▶ **WHAT NEEDS TO BE DONE**
Please put the data lines from the one containing "[point] bridle (one" through the end of the data, both ends included, into a JSON list of strings, one string per line, with blank lines left out.

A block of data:
_____

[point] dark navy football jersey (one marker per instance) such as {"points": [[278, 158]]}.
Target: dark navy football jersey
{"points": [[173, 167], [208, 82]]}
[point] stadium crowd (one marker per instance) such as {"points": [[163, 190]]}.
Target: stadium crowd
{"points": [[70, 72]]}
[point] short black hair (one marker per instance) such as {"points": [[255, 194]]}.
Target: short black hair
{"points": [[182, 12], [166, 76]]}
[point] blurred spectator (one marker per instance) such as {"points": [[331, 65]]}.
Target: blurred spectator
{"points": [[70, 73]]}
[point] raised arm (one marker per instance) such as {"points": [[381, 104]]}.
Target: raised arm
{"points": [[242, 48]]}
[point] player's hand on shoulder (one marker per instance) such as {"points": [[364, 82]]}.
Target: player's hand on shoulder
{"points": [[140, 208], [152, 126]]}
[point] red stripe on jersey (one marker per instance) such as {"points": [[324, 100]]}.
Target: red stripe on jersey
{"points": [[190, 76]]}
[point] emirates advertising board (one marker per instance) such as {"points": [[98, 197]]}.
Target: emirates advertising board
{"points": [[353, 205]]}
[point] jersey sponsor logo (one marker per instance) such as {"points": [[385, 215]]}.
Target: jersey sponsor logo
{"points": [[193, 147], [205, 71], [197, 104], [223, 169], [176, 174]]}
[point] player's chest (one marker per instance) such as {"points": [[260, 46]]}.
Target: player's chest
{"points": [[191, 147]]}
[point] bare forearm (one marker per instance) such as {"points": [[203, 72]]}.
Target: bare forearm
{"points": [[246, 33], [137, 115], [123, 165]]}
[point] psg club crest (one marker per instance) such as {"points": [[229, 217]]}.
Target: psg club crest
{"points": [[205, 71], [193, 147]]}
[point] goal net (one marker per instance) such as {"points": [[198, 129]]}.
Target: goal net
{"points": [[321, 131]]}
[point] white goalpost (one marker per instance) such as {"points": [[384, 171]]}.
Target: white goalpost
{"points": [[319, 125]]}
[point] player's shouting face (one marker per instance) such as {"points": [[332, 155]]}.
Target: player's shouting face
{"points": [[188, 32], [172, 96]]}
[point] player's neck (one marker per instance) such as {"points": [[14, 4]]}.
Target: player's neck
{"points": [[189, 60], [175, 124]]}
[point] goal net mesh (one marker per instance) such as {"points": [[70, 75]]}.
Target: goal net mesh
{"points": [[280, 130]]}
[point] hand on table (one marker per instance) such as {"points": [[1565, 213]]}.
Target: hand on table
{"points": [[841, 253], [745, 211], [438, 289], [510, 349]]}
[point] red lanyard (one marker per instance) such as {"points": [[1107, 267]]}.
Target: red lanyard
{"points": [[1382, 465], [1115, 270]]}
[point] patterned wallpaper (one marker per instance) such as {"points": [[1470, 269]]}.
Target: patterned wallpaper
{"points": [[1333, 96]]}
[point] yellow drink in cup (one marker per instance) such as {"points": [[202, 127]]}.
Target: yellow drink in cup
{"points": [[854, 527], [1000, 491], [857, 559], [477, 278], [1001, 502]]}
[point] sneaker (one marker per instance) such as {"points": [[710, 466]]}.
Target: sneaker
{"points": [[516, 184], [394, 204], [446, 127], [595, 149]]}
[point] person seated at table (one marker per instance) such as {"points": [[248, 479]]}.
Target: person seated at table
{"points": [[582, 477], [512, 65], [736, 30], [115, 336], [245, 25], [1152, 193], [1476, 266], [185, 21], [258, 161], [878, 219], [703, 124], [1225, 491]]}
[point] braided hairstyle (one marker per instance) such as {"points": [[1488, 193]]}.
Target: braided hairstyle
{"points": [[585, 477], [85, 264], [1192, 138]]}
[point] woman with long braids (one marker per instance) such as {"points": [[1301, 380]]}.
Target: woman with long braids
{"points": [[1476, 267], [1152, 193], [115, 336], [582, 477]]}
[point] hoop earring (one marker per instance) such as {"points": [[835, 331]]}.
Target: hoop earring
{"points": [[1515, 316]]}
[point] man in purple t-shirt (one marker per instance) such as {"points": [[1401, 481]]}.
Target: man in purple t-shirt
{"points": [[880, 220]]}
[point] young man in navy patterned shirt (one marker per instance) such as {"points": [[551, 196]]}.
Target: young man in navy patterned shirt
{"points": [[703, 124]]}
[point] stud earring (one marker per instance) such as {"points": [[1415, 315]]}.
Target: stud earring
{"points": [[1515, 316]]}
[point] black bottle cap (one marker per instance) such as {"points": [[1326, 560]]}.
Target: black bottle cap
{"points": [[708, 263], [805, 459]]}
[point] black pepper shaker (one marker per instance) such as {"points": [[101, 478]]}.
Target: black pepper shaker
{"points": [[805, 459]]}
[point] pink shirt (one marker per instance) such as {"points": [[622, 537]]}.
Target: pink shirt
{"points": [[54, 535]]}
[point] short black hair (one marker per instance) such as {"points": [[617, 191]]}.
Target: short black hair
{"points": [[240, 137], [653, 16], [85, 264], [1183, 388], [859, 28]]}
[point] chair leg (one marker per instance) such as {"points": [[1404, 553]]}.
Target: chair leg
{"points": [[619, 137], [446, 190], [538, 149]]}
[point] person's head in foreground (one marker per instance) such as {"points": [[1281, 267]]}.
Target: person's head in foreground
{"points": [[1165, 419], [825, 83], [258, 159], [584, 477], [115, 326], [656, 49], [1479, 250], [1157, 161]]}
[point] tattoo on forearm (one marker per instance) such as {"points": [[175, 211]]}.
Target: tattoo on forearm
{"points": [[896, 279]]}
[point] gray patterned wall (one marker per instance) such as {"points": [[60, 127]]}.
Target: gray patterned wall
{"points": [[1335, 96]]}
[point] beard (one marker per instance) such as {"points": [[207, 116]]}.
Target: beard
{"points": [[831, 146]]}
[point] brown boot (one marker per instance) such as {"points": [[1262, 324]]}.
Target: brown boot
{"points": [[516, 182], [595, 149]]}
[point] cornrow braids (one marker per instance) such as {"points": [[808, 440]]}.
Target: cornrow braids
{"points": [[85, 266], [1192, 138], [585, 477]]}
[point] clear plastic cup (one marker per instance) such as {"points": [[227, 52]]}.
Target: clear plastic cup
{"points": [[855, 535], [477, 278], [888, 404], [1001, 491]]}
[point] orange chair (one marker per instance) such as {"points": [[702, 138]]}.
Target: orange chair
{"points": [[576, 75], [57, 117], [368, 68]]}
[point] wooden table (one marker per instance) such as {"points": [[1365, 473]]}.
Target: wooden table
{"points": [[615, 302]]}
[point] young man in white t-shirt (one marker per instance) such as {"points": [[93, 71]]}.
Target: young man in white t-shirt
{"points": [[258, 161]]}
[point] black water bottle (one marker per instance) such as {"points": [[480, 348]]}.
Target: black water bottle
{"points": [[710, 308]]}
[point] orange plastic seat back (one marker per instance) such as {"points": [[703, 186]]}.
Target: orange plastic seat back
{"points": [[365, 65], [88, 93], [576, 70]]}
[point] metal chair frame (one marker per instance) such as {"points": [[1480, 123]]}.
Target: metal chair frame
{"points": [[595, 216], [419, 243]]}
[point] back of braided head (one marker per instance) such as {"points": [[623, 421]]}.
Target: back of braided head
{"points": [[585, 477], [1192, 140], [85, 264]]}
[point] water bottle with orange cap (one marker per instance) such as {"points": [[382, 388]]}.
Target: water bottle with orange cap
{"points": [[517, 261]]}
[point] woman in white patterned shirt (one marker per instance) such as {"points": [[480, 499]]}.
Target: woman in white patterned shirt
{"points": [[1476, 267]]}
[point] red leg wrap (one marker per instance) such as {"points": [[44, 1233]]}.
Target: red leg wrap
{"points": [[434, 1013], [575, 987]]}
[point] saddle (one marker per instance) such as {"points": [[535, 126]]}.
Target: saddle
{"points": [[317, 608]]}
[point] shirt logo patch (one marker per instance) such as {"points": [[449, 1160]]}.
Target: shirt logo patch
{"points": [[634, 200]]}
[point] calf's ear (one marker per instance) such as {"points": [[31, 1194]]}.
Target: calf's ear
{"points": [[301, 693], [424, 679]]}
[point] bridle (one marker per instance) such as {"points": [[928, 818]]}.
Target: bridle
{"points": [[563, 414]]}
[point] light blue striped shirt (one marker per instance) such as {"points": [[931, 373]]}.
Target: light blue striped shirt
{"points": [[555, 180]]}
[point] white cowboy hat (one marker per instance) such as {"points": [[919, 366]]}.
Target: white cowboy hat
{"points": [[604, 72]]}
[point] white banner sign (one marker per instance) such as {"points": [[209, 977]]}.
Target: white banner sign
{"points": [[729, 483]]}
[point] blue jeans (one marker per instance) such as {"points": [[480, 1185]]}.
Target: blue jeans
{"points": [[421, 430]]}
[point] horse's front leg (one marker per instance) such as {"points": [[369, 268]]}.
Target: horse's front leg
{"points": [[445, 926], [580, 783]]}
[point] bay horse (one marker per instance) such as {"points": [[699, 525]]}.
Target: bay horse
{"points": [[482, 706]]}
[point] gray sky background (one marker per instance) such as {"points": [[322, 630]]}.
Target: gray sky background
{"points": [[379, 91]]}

_____

▶ **PROBLEM SOLUTION**
[
  "[point] bridle (one marker per instance) such as {\"points\": [[928, 818]]}.",
  "Target: bridle",
  "{\"points\": [[563, 414]]}",
  "[point] light blue striped shirt (one marker per instance) such as {\"points\": [[931, 373]]}.",
  "Target: light blue striped shirt",
  "{\"points\": [[555, 180]]}",
  "[point] white cowboy hat (one marker per instance) such as {\"points\": [[919, 366]]}.",
  "Target: white cowboy hat",
  "{\"points\": [[604, 72]]}",
  "[point] white banner sign (one marker per instance) such as {\"points\": [[209, 977]]}.",
  "Target: white banner sign",
  "{\"points\": [[729, 483]]}",
  "[point] blue jeans (one marker per instance) such as {\"points\": [[480, 1185]]}.",
  "Target: blue jeans",
  "{\"points\": [[421, 430]]}",
  "[point] horse's front leg (one marker per instance) such as {\"points\": [[369, 268]]}.",
  "Target: horse's front leg",
  "{\"points\": [[445, 926], [580, 783]]}",
  "[point] bay horse (one marker per instance) such as {\"points\": [[699, 525]]}.",
  "Target: bay horse",
  "{\"points\": [[482, 706]]}",
  "[point] gray sky background (one marker per instance) such as {\"points\": [[322, 630]]}.",
  "Target: gray sky background",
  "{\"points\": [[379, 91]]}"
]